= Extrait de page =
Voici le texte de mon intervention :
Il m’échoit de vous parler de la « fraude fiscale sur Internet ». Cela me donne tout d’abord l’occasion de rappeler en préambule les travaux diligentés dans ce domaine par le Sénat, qui s’intéresse particulièrement aux problèmes de la fraude fiscale, comme vous le savez.
La fraude fiscale sur Internet existe, et elle est monnaie courante : fraudes à la TVA, vendeurs professionnels qui se font passer pour des « particuliers » sur des sites d’enchères pour échapper à l’IS ou à l’IR etc. Un récent rapport sénatorial[1] sur la vente en ligne de biens matériels a même montré que les colis expédiés depuis l’étranger étaient presque toujours sous-déclarés lors de leur passage en douane… Mais, on le voit bien, il s’agit là d’une fraude fiscale de droit commun, qui est bien loin de résumer le problème.
En réalité, le véritable défi que pose aujourd’hui l’économie numérique aux Etats, c’est celui de l’optimisation fiscale, de l’évasion légale et sans limite, domaines où les Google, Amazon, Facebook et autres Apple (dits les « GAFA ») sont passés maîtres.
De fait, l’économie numérique pousse à son paroxysme, et pour ainsi dire à son plus haut degré de raffinement, la logique de l’évasion fiscale dont il est question aujourd’hui.
Pourquoi ? Parce que les géants du Net ont cette possibilité de découpler de manière systématique le lieu d’établissement de leurs sociétés et le lieu de consommation de leurs services, et que leur structure juridique est optimisée dès l’origine dans ce but. C’est le grand avantage des modèles économiques reposant sur la propriété intellectuelle, les actifs incorporels et les services dématérialisés…
En fait, le défi que pose Internet au pouvoir fiscal des Etats, résulte d’une double révolution : la mondialisation économique d’une part, et la révolution numérique d’autre part, qui combinés, peuvent conduire à une érosion quasi-totale de la base fiscale.
Il résulte de tout cela que le niveau d’imposition des bénéfices des géants du Net, très faible, est sans commune mesure avec leur dynamisme économique et leur richesse. Un avis du Conseil national du numérique[2] (CNN) paru en 2012 estimait entre 2,5 et 3 milliards d’euros les revenus générés en France par Google, Apple (iTunes), Amazon et Facebook, soit un impôt sur les sociétés de 500 millions d’euros. Alors qu’en pratique, ces sociétés acquittent seulement 4 millions d’euros par an en moyenne…
De même, selon une étude du Greenlining Institute, le taux effectif d’imposition d’Amazon s’est élevé à 3,5 % en 2011, celui de Xerox à 7,3 %, celui d’Apple à 9,8 %.

= Entrées fournies =
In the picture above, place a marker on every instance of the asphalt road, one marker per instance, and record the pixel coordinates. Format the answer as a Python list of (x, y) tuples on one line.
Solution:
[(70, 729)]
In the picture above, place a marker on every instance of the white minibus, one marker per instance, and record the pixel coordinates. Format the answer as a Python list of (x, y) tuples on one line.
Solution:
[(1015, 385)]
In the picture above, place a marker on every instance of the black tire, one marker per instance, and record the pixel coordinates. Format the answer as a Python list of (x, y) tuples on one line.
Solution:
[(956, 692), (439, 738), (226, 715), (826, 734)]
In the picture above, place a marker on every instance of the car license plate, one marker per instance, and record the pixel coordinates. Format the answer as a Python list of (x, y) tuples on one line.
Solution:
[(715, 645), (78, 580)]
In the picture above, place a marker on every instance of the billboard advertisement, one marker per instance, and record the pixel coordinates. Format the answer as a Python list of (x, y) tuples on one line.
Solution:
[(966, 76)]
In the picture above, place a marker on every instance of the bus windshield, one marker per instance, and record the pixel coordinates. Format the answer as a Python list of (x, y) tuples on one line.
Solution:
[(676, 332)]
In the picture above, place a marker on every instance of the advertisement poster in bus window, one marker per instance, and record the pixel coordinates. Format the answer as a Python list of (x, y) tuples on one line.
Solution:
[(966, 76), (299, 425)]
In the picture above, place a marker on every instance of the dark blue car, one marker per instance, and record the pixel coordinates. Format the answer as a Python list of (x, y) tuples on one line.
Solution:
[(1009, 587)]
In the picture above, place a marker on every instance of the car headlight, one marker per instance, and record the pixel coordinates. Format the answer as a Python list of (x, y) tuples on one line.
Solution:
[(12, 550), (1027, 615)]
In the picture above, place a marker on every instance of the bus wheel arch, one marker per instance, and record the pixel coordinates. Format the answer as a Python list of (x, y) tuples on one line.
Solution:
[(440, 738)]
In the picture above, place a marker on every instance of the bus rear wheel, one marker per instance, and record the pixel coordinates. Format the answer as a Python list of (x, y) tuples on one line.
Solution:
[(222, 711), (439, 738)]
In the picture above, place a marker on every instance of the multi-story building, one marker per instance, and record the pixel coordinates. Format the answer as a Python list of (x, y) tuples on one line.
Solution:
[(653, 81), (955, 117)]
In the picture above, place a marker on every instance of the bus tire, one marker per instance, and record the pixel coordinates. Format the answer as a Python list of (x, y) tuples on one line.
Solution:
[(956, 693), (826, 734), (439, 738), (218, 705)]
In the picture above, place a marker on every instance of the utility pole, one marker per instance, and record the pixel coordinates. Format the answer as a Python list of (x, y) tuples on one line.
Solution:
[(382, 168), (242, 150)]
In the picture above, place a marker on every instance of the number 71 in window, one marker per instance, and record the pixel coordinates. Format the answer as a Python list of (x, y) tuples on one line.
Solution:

= Tâches à réaliser =
1. Résumez en deux phrases l'extrait sur la fiscalité du numérique.
2. Prolongez l'extrait sur la fiscalité du numérique en reprenant après sa dernière phrase.

= Réponses finales =
1. La fraude fiscale sur Internet est courante, mais le vrai défi que l'économie numérique pose aux États est l'optimisation fiscale, un domaine où excellent Google, Amazon, Facebook et Apple. Ces géants du Net séparent le lieu d'établissement de leurs sociétés du lieu de consommation de leurs services, et cette révolution numérique, associée à la mondialisation, peut éroder presque entièrement la base fiscale, si bien que leurs bénéfices sont très peu imposés au regard de leur richesse.

2.
On aurait tort de sous-estimer le problème, et de ne voir dans l’économie numérique que « quelques entreprises » à l’activité bien identifiée. En réalité, la révolution Internet « dévore » tous les secteurs économiques.
Hier, Internet se substituait aux librairies (Amazon), aux magasins de disques (iTunes), aux agences bancaires ou aux agences de voyages (Expedia, Boking.com)… Aujourd’hui, c’est le modèle économique des taxis qui est remis en cause (par des applications permettant de commander directement des véhicules depuis son smartphone) (Uber). On peut déjà trouver son prochain emploi (LinkedIn), ses prochaines lunettes (Sensee) ou sa prochaine âme sœur (Meetic) sur Internet.
Demain, le numérique colonisera la chaîne de valeur de toutes les entreprises, et les bénéfices correspondants seront déclarés à l’étranger, ou du moins dans le pays où on l’entend. Bien que difficile à mesurer, la valeur ajoutée qui échappe ainsi aux Etats est substantielle, et pose un problème majeur de souveraineté.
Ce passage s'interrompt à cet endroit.